- [DOCUMENT TEXT]

Yellow Fever Disease and Vaccine

Yellow fever occurs only in Africa and South America. In South America sporadic infections occur almost exclusively in forestry and agricultural workers from occupational exposure in or near forests.

In Africa the virus is transmitted in three geographic regions:

  • principally and foremost, in the moist savanna zones of West and Central Africa during the rainy season,
  • secondly, outbreaks occur occasionally in urban locations and villages in Africa,
  • and finally, to a lesser extent, in jungle regions.

Yellow fever is a viral disease transmitted between humans by a mosquito. Yellow fever is a very rare cause of illness in travelers, but most countries have regulations and requirements for yellow fever vaccination that must be met prior to entering the country. General precautions to avoid mosquito bites should be followed. These include the use of insect repellent, protective clothing, and mosquito netting. Yellow fever vaccine is a live virus vaccine which has been used for several decades. A single dose confers immunity lasting 10 years or more. If a person is at continued risk of yellow fever infection, a booster dose is needed every 10 years. Adults and children over 9 months can take this vaccine. Administration of immune globulin does not interfere with the antibody response to yellow fever vaccine.

- [TASK REQUIREMENTS] Continue the text on yellow fever and its vaccine from where it stops. The material that comes next is not needed for this.

- [DATA LISTING]
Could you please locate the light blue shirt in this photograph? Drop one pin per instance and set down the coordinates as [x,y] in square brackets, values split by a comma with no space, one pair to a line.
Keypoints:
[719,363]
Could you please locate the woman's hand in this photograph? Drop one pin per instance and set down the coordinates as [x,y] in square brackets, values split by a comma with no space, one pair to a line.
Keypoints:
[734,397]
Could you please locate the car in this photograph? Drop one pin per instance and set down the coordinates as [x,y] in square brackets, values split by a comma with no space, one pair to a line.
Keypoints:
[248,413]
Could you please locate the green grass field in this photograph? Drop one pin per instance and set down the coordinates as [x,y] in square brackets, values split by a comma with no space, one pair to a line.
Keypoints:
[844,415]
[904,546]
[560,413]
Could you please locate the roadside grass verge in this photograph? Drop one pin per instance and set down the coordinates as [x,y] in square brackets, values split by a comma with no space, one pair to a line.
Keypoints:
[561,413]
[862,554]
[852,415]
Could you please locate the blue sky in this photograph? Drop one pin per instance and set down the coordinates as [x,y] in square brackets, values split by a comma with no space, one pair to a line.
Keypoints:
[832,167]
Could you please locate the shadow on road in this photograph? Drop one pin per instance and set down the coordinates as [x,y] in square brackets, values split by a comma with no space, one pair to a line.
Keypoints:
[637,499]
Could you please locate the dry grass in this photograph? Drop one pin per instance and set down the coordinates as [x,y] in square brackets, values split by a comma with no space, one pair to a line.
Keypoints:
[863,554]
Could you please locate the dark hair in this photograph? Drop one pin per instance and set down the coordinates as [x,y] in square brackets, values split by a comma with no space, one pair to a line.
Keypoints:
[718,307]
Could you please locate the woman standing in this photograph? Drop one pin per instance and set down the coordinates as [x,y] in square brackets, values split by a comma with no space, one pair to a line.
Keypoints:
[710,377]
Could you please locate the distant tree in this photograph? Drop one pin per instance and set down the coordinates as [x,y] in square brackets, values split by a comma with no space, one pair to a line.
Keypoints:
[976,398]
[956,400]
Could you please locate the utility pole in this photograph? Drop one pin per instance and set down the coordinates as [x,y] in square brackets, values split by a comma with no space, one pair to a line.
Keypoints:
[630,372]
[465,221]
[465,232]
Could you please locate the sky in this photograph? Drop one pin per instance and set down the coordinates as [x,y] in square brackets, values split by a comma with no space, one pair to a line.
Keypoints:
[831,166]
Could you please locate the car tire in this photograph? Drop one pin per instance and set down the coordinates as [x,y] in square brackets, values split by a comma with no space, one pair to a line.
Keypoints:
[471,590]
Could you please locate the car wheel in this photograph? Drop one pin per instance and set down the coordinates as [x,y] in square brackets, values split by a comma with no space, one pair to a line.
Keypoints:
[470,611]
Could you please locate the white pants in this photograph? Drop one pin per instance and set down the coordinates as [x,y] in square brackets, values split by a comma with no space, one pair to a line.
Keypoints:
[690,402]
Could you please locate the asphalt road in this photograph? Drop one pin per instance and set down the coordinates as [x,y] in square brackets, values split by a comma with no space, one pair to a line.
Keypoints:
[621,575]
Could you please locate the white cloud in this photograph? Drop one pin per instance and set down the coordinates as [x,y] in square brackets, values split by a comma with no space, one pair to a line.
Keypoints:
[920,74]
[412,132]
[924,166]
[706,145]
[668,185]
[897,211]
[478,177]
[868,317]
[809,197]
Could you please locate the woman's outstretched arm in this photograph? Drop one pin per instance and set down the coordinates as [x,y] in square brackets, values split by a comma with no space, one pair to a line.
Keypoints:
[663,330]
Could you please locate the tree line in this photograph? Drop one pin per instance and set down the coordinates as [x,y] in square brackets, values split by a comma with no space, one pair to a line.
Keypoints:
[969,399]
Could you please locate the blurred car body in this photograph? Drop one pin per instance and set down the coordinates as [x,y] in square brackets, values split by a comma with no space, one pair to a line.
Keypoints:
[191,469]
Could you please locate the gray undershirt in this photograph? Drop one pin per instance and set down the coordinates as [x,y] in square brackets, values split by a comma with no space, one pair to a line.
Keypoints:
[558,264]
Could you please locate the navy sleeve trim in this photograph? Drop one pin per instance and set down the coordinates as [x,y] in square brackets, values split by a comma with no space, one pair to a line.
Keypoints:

- [ANSWER TO THIS TASK]
This vaccine is only administered at designated yellow fever vaccination centers; the locations of which can usually be given by your local health department. Information regarding registered yellow fever vaccination sites can be viewed at

Who Should Not Receive the Yellow Fever Vaccine?

Yellow fever vaccine generally has few side effects; fewer than 5% of vaccinees develop mild headache, muscle pain, or other minor symptoms 5 to 10 days after vaccination. Under almost all circumstances, there are four groups of people who should not receive the vaccine unless the risk of yellow fever disease exceeds the small risk associated with the vaccine. These people should obtain either a waiver letter prior to travel or delay travel to an area with active yellow fever transmission:

  • Yellow fever vaccine should never be given to infants under 6 months of age due to a risk of viral encephalitis developing in the child. In most cases, vaccination should be deferred until the child is 9 to 12 months of age.
  • Pregnant women should not be vaccinated because of a theoretical risk that the developing foetus may become infected from the vaccine.
  • Persons hypersensitive to eggs should not receive the vaccine because it is prepared in embryonated eggs. If vaccination of a traveller with a questionable history of egg hypersensitivity is considered essential, an intradermal test dose may be administered under close medical supervision. (Notify your doctor prior to vaccination if you think that you may be allergic to the vaccine or to egg products.)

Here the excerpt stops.